- WORK REQUIRED: Please gather every line below that contains the word "Label" and copy each one out. Only case-exact matches count.

- DATA LISTING:
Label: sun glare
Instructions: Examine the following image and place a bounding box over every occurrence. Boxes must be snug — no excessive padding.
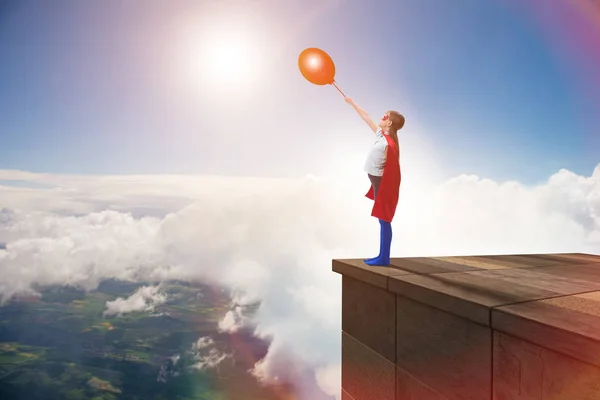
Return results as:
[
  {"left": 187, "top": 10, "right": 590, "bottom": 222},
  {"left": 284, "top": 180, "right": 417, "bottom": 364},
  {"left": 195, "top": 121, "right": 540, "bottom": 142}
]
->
[
  {"left": 198, "top": 35, "right": 253, "bottom": 83},
  {"left": 183, "top": 10, "right": 264, "bottom": 96}
]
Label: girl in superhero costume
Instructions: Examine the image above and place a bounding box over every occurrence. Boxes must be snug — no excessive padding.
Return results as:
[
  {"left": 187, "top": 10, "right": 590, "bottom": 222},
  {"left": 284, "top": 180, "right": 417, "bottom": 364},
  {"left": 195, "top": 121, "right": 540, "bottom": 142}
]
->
[{"left": 346, "top": 97, "right": 404, "bottom": 266}]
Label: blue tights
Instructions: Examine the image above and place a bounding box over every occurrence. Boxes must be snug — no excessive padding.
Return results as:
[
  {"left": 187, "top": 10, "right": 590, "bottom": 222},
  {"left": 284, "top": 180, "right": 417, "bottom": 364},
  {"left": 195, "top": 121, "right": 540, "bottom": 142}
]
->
[{"left": 364, "top": 219, "right": 392, "bottom": 266}]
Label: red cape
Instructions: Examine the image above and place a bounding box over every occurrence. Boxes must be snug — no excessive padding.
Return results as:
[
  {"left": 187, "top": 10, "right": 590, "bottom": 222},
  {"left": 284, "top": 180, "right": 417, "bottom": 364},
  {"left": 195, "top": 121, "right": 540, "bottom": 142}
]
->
[{"left": 366, "top": 134, "right": 401, "bottom": 222}]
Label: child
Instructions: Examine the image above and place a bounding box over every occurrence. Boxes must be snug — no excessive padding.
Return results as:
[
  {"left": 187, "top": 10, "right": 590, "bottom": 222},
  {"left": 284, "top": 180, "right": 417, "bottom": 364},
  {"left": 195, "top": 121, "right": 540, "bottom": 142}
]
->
[{"left": 346, "top": 97, "right": 404, "bottom": 266}]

- FINAL ANSWER:
Label: sun glare
Label: girl in superhero costume
Label: blue tights
Label: red cape
Label: child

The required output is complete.